# [DOCUMENT EXTRACT]

# Queen Swarm cells in the Fall



## Slow Drone (Apr 19, 2014)

Sounds more typical of a supercedure not swarming. Leave them alone you should be alright I live a little more north than you and I still have drones. If you mean by hurt that her wings are tattered or the bees are tugging on her then yes it's a supercedure. I wouldn't worry about the extra queen cells the bees will remedy that.


----------



## bobbybee (Sep 8, 2014)

cvonins said:


> I have a hive that has been struggling a bit with the amount of honey stores they had and with the amount of brood. About 2 weeks ago, I opened it up and found the queen but she seemed hurt. Limping around and looked like the worker bees were picking on her. I found 2 capped queen cells that same day and in my haste, I cut them out. I had some fondant and proceeded to feed them some of it as their food stores seemed low. Today, I was in the hive again and found the queen again, only it is a different queen. She seemed strong and saw lots of eggs and brood. Great news except, I also found 2 swarm queen cells. I am wondering if by feeding them some fondant I have them thinking that this is spring time and they are looking to now swarm. I really don't want them to swarm and splitting them seems like a bad idea as I am thinking the new queen won't be able to mate this late in the year. The queen cells seem pretty new as one wasn't capped yet and the other was capped but probably not much older than the non-capped one. Any advice on what I should do?



You are probably ok. Just count the days per Michael Bush's bee math for when you should have a laying queen. Then inspect to make sure that you do. If you don't get one, be prepared to combine. You will probably get a great fall queen out of the deal.


----------



## beepro (Dec 31, 2012)

At this late it is probably a gamble to get a mated queen.
At least you can try it. I have one already mated and laying 3 days ago.
The 3 that follow might not make it since they are still in the cap cells.
I'm willing to gamble with the onset of the cold Autumn winds. Temp. has been
dropping lower severely. Hope that there are still drones out there in 2 more weeks or so.
What a gamble! Would rather get a mated queen if you can.


----------



## cvonins (Sep 29, 2016)

Thanks for the advice. I will wait and see what happens. Hopefully they will take care of it.


----------

# [RECORDS PROVIDED]
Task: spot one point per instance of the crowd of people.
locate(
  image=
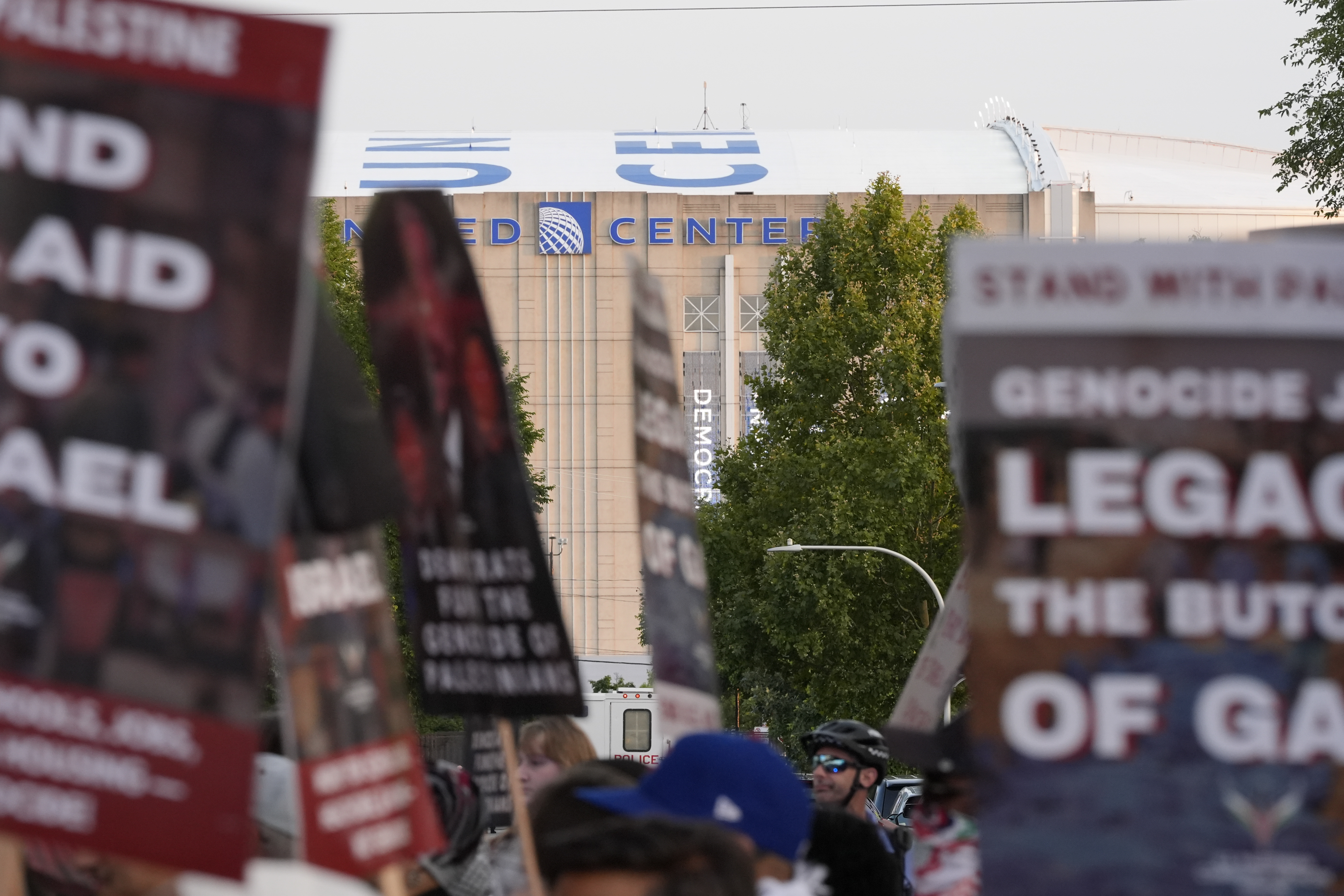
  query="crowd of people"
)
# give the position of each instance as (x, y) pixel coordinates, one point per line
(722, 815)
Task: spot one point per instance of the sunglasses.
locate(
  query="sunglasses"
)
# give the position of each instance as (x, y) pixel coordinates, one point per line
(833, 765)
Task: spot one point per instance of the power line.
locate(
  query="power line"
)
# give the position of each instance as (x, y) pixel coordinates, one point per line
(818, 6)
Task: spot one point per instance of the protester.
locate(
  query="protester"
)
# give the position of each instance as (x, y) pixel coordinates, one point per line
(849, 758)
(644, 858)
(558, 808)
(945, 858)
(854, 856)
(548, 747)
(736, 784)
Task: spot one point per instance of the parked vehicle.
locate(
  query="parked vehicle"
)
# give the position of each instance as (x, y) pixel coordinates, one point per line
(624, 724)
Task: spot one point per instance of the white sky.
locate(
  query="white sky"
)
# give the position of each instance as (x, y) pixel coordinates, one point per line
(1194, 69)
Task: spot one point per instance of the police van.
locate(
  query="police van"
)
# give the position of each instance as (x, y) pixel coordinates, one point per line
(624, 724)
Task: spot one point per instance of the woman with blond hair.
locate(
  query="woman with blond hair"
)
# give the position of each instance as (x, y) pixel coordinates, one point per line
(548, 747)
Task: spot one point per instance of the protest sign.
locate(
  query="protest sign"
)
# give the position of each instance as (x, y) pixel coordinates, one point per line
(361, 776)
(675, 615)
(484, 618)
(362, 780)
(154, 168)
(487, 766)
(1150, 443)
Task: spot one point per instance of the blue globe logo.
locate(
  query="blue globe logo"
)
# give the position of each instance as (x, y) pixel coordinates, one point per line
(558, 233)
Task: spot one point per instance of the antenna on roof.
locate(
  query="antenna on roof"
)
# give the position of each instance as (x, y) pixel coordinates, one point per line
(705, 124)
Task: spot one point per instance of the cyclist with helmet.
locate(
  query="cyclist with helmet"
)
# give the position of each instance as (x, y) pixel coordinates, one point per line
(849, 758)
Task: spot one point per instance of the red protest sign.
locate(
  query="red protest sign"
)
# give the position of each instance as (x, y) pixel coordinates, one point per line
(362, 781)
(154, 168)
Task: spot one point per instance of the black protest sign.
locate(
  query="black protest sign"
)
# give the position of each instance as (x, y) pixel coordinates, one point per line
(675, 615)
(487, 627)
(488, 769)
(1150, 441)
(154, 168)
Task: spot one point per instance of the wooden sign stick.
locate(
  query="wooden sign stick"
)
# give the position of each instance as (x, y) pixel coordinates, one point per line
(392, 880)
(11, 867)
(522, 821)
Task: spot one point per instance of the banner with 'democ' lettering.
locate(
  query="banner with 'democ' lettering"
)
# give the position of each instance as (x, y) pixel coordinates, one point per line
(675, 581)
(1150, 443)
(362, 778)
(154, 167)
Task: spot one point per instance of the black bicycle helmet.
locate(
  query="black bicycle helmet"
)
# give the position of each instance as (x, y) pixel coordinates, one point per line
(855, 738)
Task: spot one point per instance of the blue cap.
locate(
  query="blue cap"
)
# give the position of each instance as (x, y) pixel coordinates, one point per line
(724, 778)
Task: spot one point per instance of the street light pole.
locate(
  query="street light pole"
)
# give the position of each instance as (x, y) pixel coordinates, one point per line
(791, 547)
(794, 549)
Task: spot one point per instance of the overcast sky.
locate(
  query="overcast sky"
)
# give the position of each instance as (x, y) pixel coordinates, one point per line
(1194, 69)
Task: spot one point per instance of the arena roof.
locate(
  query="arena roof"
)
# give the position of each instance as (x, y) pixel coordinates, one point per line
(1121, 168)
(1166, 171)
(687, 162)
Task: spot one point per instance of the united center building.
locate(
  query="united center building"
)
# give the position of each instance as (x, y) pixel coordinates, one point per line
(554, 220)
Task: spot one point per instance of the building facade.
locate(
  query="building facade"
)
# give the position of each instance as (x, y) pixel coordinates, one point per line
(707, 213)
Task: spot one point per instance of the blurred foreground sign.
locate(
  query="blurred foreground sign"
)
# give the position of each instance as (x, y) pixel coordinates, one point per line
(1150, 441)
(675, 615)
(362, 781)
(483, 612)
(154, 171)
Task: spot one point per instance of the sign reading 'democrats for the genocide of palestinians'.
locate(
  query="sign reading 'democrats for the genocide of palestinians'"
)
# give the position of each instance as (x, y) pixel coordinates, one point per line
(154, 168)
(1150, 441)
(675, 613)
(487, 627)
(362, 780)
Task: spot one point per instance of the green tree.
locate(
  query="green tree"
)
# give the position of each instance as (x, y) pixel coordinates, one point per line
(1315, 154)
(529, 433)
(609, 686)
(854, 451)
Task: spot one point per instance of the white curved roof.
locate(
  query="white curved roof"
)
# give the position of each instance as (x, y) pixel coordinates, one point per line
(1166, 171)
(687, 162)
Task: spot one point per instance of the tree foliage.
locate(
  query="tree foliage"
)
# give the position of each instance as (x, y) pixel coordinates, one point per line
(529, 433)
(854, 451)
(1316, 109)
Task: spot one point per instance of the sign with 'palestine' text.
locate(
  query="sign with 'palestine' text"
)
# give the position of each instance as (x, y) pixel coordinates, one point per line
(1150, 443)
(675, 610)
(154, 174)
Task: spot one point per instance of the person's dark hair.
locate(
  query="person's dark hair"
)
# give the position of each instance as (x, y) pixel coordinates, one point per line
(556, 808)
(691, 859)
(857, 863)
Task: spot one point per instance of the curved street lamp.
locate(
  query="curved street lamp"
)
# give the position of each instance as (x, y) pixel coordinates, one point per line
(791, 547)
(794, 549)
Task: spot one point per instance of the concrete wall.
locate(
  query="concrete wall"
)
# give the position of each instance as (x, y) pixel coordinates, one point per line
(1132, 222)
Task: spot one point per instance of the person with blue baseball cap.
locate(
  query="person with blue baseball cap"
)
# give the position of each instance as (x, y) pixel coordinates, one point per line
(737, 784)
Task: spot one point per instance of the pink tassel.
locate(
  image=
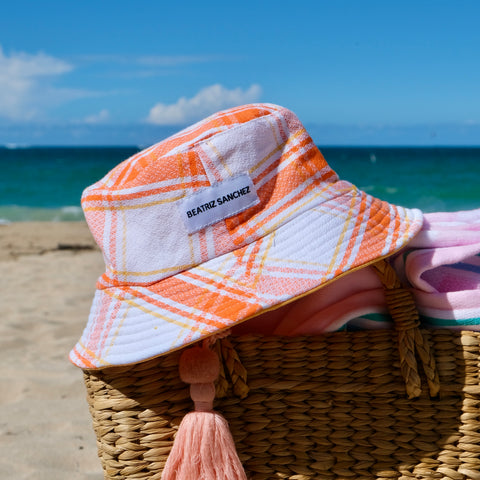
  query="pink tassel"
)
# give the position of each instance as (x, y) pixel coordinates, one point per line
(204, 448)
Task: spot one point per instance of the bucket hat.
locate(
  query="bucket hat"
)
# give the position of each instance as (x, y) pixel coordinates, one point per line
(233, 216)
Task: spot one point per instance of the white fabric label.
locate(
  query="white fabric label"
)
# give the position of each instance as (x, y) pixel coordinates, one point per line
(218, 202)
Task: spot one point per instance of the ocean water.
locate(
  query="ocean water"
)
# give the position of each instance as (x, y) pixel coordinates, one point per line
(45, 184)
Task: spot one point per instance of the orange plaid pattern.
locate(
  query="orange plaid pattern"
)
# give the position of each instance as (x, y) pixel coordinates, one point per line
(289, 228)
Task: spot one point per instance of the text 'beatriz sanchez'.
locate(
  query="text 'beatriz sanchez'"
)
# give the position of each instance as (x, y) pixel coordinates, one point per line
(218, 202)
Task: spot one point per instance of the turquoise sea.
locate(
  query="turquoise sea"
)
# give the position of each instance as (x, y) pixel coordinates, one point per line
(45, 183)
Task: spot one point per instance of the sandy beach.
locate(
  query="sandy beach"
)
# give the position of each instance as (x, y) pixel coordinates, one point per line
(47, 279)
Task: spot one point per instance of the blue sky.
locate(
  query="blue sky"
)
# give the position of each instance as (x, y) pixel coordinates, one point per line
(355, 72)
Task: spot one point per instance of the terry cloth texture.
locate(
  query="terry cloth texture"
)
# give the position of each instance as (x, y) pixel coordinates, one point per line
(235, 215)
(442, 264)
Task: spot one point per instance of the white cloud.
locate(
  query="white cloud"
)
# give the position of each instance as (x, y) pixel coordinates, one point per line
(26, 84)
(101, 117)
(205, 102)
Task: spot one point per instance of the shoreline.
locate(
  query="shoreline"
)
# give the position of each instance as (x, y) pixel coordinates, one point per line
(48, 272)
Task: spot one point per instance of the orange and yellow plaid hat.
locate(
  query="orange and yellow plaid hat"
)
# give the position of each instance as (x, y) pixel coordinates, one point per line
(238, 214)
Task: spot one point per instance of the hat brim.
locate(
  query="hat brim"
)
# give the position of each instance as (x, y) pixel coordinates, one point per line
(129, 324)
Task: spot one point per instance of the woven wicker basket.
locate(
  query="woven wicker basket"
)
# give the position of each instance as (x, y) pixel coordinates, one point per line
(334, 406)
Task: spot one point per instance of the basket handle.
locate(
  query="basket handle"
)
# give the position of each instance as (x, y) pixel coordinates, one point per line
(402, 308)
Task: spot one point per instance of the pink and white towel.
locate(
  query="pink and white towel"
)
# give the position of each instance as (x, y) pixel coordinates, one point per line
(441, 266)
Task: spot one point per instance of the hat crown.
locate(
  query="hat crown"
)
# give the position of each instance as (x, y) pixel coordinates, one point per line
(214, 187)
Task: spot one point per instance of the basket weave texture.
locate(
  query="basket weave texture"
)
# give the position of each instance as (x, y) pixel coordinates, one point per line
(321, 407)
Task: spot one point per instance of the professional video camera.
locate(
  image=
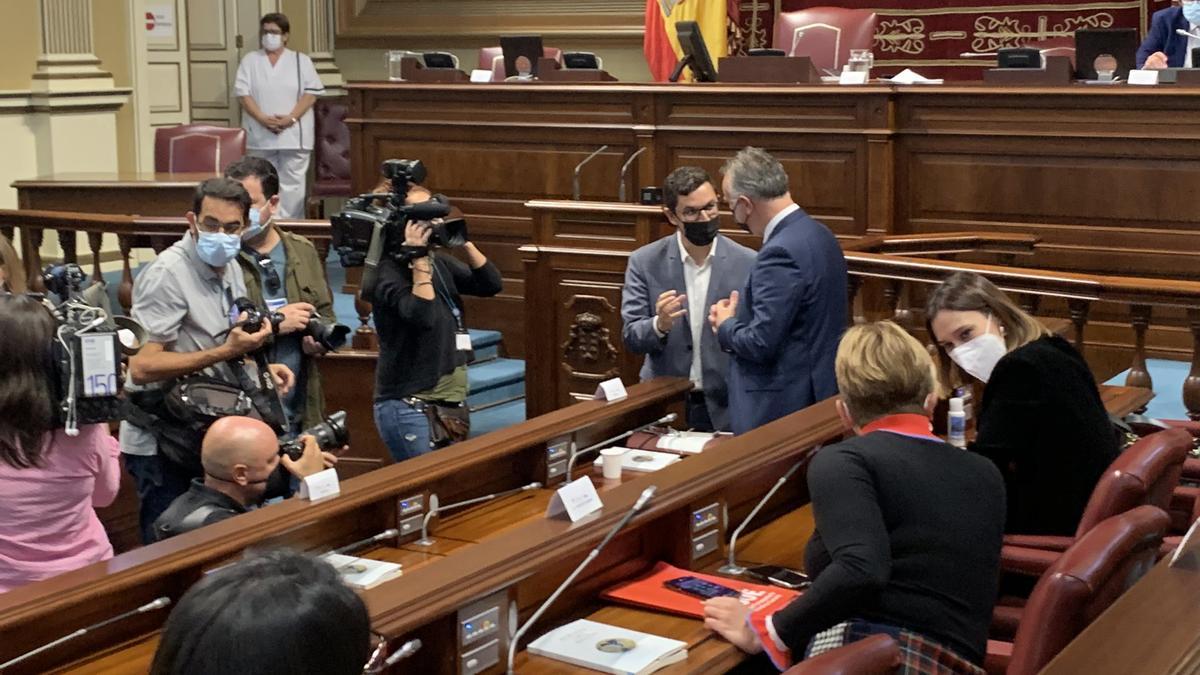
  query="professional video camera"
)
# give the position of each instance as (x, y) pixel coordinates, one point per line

# [EXERCISE TASKS]
1) In the queen cells thread, what does bobbybee say to be ready to do if no laying queen turns up?
2) Write out the part of the queen cells thread starting at "At this late" and ending at "the cap cells.".
3) Rewrite the paragraph of the queen cells thread that begins "Sounds more typical of a supercedure" more briefly, keeping its main facts.

# [TASK ANSWERS]
1) Be prepared to combine.

2)
At this late it is probably a gamble to get a mated queen.
At least you can try it. I have one already mated and laying 3 days ago.
The 3 that follow might not make it since they are still in the cap cells.

3) This looks like supersedure, not swarming, especially if the queen's wings are tattered or the bees are tugging on her. Leave the hive alone and it should be fine. The writer lives a little farther north and still has drones, and the bees will take care of the extra queen cells.